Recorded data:

▼

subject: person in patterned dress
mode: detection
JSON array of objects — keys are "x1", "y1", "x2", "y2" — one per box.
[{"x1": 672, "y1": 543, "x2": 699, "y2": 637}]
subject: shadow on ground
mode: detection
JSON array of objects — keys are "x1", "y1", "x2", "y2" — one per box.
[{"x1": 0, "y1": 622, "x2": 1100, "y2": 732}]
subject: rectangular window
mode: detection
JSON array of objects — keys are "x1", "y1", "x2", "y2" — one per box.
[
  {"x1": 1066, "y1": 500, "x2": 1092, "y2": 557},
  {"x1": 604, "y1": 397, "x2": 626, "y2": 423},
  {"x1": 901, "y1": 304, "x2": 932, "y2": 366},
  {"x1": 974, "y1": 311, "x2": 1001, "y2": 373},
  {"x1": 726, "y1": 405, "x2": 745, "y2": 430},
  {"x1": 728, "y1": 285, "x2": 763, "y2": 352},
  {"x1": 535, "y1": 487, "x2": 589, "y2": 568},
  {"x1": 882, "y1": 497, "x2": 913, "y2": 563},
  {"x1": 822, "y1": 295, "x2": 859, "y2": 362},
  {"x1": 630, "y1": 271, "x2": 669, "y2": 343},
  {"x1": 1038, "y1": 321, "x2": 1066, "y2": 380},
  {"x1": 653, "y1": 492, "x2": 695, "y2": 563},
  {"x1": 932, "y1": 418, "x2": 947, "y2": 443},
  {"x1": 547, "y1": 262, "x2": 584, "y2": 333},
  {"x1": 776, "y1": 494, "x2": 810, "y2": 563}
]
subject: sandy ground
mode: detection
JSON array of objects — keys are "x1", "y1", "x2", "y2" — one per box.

▲

* [YOUR GOAL]:
Convert all of the lines above into a numbered list and omit any blank lines.

* [EXERCISE ANSWER]:
1. subject: person in patterned dress
2. mode: detection
3. JSON array of objects — keys are "x1", "y1", "x2", "y2" — one per box.
4. [{"x1": 672, "y1": 543, "x2": 699, "y2": 637}]
5. subject: shadow on ground
6. mode: detection
7. JSON array of objects — keys are "x1", "y1", "x2", "y2" — one per box.
8. [{"x1": 0, "y1": 622, "x2": 1100, "y2": 732}]
9. subject: rectangular window
10. mode: detection
11. JSON array of objects — keys are "x1", "y1", "x2", "y2" — one per box.
12. [
13.   {"x1": 1066, "y1": 500, "x2": 1092, "y2": 557},
14.   {"x1": 604, "y1": 397, "x2": 626, "y2": 423},
15.   {"x1": 901, "y1": 304, "x2": 932, "y2": 366},
16.   {"x1": 974, "y1": 311, "x2": 1001, "y2": 373},
17.   {"x1": 726, "y1": 405, "x2": 745, "y2": 430},
18.   {"x1": 728, "y1": 285, "x2": 763, "y2": 352},
19.   {"x1": 535, "y1": 487, "x2": 589, "y2": 568},
20.   {"x1": 882, "y1": 497, "x2": 913, "y2": 563},
21.   {"x1": 822, "y1": 295, "x2": 859, "y2": 362},
22.   {"x1": 630, "y1": 271, "x2": 669, "y2": 343},
23.   {"x1": 1038, "y1": 321, "x2": 1066, "y2": 380},
24.   {"x1": 653, "y1": 492, "x2": 695, "y2": 563},
25.   {"x1": 932, "y1": 418, "x2": 947, "y2": 443},
26.   {"x1": 547, "y1": 262, "x2": 584, "y2": 333},
27.   {"x1": 776, "y1": 494, "x2": 810, "y2": 563}
28. ]
29. subject: sandy ground
30. mode: detection
31. JSON array of objects — keys are "x1", "y1", "x2", "y2" — one per box.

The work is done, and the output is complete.